Exclude the pictures; give every entry again exactly as written.

Start of MATERIALS PROVIDED

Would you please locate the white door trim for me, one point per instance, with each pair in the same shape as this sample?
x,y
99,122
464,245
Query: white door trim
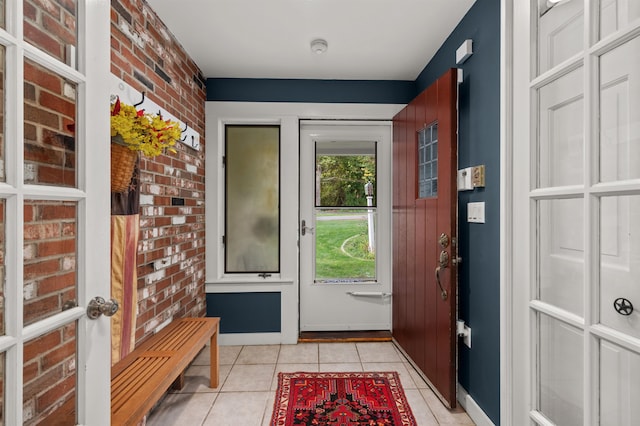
x,y
506,212
219,113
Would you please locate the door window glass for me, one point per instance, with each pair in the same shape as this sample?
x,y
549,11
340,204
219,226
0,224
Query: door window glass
x,y
617,14
560,32
49,124
620,113
560,133
344,230
560,372
49,258
52,27
561,253
428,162
49,376
252,207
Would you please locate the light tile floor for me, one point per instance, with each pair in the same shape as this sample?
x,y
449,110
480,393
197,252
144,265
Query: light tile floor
x,y
248,381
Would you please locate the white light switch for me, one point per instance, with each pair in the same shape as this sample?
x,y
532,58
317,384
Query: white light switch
x,y
475,212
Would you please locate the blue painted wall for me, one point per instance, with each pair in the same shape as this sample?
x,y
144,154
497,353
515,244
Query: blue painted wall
x,y
479,143
246,312
312,91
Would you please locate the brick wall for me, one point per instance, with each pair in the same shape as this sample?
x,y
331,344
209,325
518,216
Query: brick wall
x,y
171,250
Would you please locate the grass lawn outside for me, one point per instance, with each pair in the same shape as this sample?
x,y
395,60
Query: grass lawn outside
x,y
342,250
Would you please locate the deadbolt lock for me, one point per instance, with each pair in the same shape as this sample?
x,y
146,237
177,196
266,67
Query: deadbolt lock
x,y
443,240
443,262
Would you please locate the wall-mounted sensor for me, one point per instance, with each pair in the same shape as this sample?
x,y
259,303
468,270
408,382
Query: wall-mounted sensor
x,y
464,51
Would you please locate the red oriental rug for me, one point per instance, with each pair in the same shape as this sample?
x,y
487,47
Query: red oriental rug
x,y
344,399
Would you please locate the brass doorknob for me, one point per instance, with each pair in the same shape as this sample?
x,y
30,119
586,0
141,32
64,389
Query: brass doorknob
x,y
98,306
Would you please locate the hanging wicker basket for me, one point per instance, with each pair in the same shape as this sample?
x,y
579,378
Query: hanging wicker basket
x,y
123,161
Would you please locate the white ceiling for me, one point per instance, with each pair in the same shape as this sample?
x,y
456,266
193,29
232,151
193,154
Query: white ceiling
x,y
368,39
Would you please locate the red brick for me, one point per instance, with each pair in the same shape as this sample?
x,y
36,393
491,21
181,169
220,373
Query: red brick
x,y
42,40
57,283
57,212
41,269
58,104
56,393
59,247
65,34
59,354
56,176
34,347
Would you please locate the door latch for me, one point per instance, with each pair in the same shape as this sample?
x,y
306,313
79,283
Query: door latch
x,y
98,306
304,228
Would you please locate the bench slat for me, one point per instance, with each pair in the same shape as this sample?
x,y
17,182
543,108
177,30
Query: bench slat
x,y
144,380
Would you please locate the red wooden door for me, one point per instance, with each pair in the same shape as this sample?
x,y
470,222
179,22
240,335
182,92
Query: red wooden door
x,y
425,207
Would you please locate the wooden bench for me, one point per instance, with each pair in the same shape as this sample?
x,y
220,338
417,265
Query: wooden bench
x,y
142,377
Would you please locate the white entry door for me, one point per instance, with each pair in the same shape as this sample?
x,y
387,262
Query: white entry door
x,y
345,226
54,210
575,321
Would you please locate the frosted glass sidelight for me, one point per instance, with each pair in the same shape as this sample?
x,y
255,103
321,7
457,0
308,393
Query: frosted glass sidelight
x,y
560,269
620,262
619,386
560,134
560,366
252,191
620,112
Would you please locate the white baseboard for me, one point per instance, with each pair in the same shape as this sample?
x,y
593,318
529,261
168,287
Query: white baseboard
x,y
472,408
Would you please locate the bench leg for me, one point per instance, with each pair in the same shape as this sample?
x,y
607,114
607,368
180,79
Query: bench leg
x,y
215,372
178,384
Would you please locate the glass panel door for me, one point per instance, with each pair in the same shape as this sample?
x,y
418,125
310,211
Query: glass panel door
x,y
53,71
345,227
585,198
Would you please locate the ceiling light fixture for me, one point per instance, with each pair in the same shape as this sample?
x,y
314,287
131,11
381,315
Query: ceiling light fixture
x,y
319,46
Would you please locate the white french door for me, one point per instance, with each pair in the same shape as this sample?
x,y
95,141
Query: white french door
x,y
334,296
54,209
575,314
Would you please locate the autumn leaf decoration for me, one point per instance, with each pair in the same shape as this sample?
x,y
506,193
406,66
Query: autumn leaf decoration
x,y
140,131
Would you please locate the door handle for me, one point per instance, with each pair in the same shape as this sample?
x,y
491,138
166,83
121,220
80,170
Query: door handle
x,y
443,292
98,306
443,262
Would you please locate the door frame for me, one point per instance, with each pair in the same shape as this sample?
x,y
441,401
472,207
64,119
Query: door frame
x,y
289,114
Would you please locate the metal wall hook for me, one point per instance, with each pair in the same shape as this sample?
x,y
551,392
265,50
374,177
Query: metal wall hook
x,y
142,101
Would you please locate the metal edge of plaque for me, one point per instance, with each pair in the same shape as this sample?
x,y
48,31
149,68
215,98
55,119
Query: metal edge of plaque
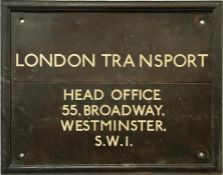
x,y
15,5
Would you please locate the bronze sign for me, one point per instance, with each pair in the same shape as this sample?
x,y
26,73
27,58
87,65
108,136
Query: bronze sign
x,y
111,86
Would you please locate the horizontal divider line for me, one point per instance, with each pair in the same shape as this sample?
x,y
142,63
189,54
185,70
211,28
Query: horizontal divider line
x,y
127,83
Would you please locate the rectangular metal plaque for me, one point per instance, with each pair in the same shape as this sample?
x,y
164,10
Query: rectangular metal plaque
x,y
111,86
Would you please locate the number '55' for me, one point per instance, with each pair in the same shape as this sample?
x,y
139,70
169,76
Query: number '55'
x,y
69,110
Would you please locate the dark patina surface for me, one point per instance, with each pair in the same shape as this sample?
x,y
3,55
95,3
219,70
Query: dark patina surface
x,y
31,97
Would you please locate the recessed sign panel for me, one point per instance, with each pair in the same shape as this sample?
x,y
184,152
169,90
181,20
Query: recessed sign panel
x,y
119,86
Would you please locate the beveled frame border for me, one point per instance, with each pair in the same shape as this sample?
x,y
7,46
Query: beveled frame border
x,y
9,6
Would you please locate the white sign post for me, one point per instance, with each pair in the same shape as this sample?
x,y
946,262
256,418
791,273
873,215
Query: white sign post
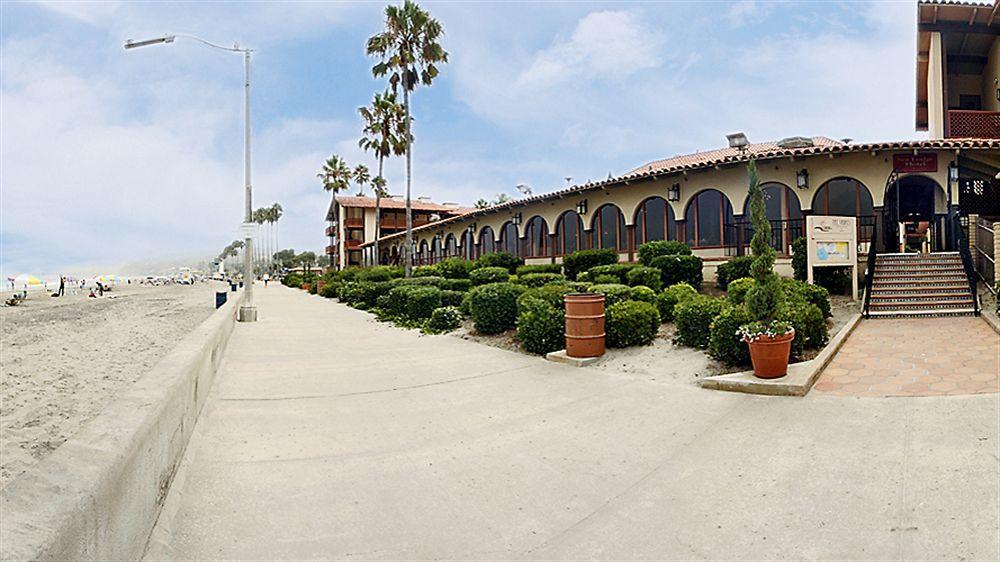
x,y
832,241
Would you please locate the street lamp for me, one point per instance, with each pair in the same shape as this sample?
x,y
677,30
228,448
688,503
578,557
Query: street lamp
x,y
247,312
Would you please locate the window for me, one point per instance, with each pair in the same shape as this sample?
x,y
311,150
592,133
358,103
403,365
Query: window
x,y
706,219
609,229
569,233
536,235
654,220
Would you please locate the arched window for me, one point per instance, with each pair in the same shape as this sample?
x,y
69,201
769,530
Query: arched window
x,y
845,197
536,237
706,219
654,220
569,233
487,241
609,228
468,245
450,246
509,241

End of MATERIALS PROVIDED

OUTPUT FOR THIS TASK:
Would you please locate the white door trim for me, one point per instance, with each pair in the same shape as this sample?
x,y
99,122
464,245
Query: white door trim
x,y
506,212
219,113
Would you please locate the door window glass for me, one point per instance, with each pair in the same shape as this sample?
x,y
549,11
340,204
219,226
0,224
Query: door window glass
x,y
617,14
560,32
49,124
620,113
560,133
344,230
560,372
49,258
52,27
561,253
428,162
49,376
252,207
Would you please locate the light tile floor for me, one point per instance, with each pair in the same shape as this sample?
x,y
449,110
480,393
197,252
144,265
Query: light tile floor
x,y
248,381
Would you please locate the white light switch for me, one point per instance, with each pair in the same shape as this sample?
x,y
532,58
317,384
Query: white light switch
x,y
475,212
Would you please locate the blue painted wall for me, one point per instance, with each pair in the same shape as this sample?
x,y
144,154
497,353
515,244
Query: blue painted wall
x,y
479,143
246,312
312,91
Would you please locate the brick wall for me, one point per instance, with each pair in the same shape as this sample?
x,y
331,344
209,325
518,216
Query: brick wall
x,y
171,250
Would you please locate the grass lawn outside for me, one point per instance, with each pair in the same shape as this sample?
x,y
395,60
Query: grass lawn outside
x,y
342,250
Would you please locate the deadbolt lock for me, one point per instance, with each pair in the same shape as this sample?
x,y
146,237
177,196
266,67
Query: deadbolt lock
x,y
443,240
443,262
Would you please locate the wall-mounted sensor for me, one point per instance, with each pair in the same shape as this sample?
x,y
259,303
468,270
408,382
Query: wall-mounted sensor
x,y
464,51
Would you please locate the red oriental rug for me, one point per instance, with each pair in the same shape as this sample?
x,y
487,47
Query: red oriental rug
x,y
344,399
Would you please locate the brass doorknob for me, one point per instance, with each pair in the same shape as this sample?
x,y
30,119
586,0
141,32
64,389
Query: brass doorknob
x,y
98,306
Would you please locate the hanging wicker basket for me, one point per instance, with each pair in the same shape as this sample?
x,y
579,378
Query: hanging wicker basket
x,y
123,161
Would you please locate the white ceiling for me, one point per instance, with each pair in the same shape as this sample?
x,y
456,266
193,29
232,151
193,154
Query: white ceiling
x,y
368,39
Would you please locate the red brick for me, one point per instance, with each pair in the same shape as this sample?
x,y
36,393
491,21
181,169
220,373
Query: red brick
x,y
42,40
57,283
57,212
41,269
58,104
56,393
59,247
65,34
59,354
56,176
34,347
Would you please locate the door latch for me, one point per instance, with each pair in the same shape as this sample?
x,y
306,313
79,283
Query: door latch
x,y
98,306
304,228
Would you please locate the bench slat for me, one point per instance, with each pair in the same shape as this sample?
x,y
17,182
543,108
177,30
Query: bench slat
x,y
144,380
Would you please locate the red wooden door for me, one point per instance, with each pair in the same shape as this sample?
x,y
470,222
179,22
240,335
182,92
Query: red wooden door
x,y
425,207
Would you please locate the wooden bench for me, one point per instance, with each pair in the same shape as this sample?
x,y
220,338
417,265
Query: wooden bench
x,y
142,377
Would you please locate the white entry door for me, one point per instance, with each pair in the same shape as this sample?
x,y
387,262
Query: white entry door
x,y
345,226
54,210
575,321
Would you please locate the frosted glass sidelight for me, one point per instance, with each pair in the same shape as this sample?
x,y
255,103
321,7
457,0
308,393
Query: frosted glass sidelight
x,y
560,269
620,262
619,386
560,134
560,366
252,191
620,112
Would you please locate the white baseboard for me, one point per instance, with each pair in the same shape as this sample?
x,y
593,318
529,261
168,287
Query: white baseboard
x,y
472,408
Would you please locate the bench leg for me, one point per instance, with each pair in the same shape as this sample?
x,y
607,114
607,368
180,79
Query: bench leg
x,y
215,372
178,384
Would you please locate the glass panel door for me, one point per instance, with each pair in the same shape as this sample?
x,y
418,125
310,211
Query: glass panel door
x,y
53,71
345,227
585,198
Would you please locate the ceiling light fixture for me, one point per instance, with each pair in the same shape as this sample?
x,y
314,287
131,11
381,315
Query: ceiling light fixture
x,y
319,46
Would you please locate the white french door for me, one point per instance, with each pair in the same shape as this sample?
x,y
95,141
Query: white french door
x,y
334,296
54,209
575,314
Would you please locate the autumn leaf decoration for me, one point per instance, with each pair in the same shape as this sample?
x,y
506,193
406,66
Query: autumn leaf decoration
x,y
140,131
Would you please locate the door handle for me, one point per instance, with each pair in the same shape as this sample?
x,y
491,138
166,83
121,220
80,170
Query: door handle
x,y
443,292
98,306
443,262
Would you please locate the door frame for me, one point per instance, with each pair in the same shape as this sample?
x,y
441,401
472,207
64,119
Query: door frame
x,y
289,114
Would you please locate the metal wall hook for me, one point per instance, with each pair in the same shape as this sample?
x,y
551,392
265,50
374,177
Query: metal wall hook
x,y
142,101
Would you please locate the metal edge of plaque for me, one point per instance, with each pair in the same shape as this sample?
x,y
48,31
149,68
215,98
55,119
Query: metal edge of plaque
x,y
15,5
Would you please locate the bronze sign for me, one point per instance, with each pair in the same shape as this sample?
x,y
26,73
27,58
87,65
108,136
Query: bronze sign
x,y
111,86
Would you please locate the horizontal divider line for me, one point per instance, with each pair in the same shape as this sample?
x,y
142,63
189,54
185,70
211,28
Query: horizontal divider line
x,y
127,83
Would you please locate the rectangular metal plaque for me, one point per instance, with each pair in the same shape as this sample?
x,y
164,10
Query: rectangular metal plaque
x,y
111,86
Would you please locate the number '55' for me, one point per instance, with each pair in the same shape as this sample?
x,y
139,70
169,76
Query: number '55'
x,y
69,110
Would you please locate the dark patina surface for me, one point per instance, with each pair in the same shape as this sample?
x,y
3,55
95,3
219,70
Query: dark patina surface
x,y
31,97
Would you please locate the recessed sign panel for me, one point per instance, with each pair in the same shape as this sample?
x,y
184,152
169,90
181,20
Query: recessed sign panel
x,y
119,86
Would you please locate the beveled frame border for me, one point per instance, with each pair in the same shape as this sample?
x,y
7,46
Query: beveled frame border
x,y
9,6
Would you please locate the white sign post for me, one point per instance, with each pair in the same shape as this sample?
x,y
946,262
256,418
791,273
873,215
Query: white sign post
x,y
832,241
Would you please locate the street lamp for me, one point per instance, with each pair in the same shape as this sample?
x,y
677,30
228,448
688,503
578,557
Query: street lamp
x,y
247,312
Would you please locate the window for me, one point per instance, with each pair in the same shape as this sample?
x,y
311,150
592,133
358,103
403,365
Query: window
x,y
706,219
609,229
569,233
536,235
654,220
Would you please locate the arched window for me, one point per instance, with each pair in the same shape as this sample?
x,y
69,201
769,530
Query: arched window
x,y
845,197
536,237
706,219
654,220
569,233
487,241
609,228
468,245
450,246
509,241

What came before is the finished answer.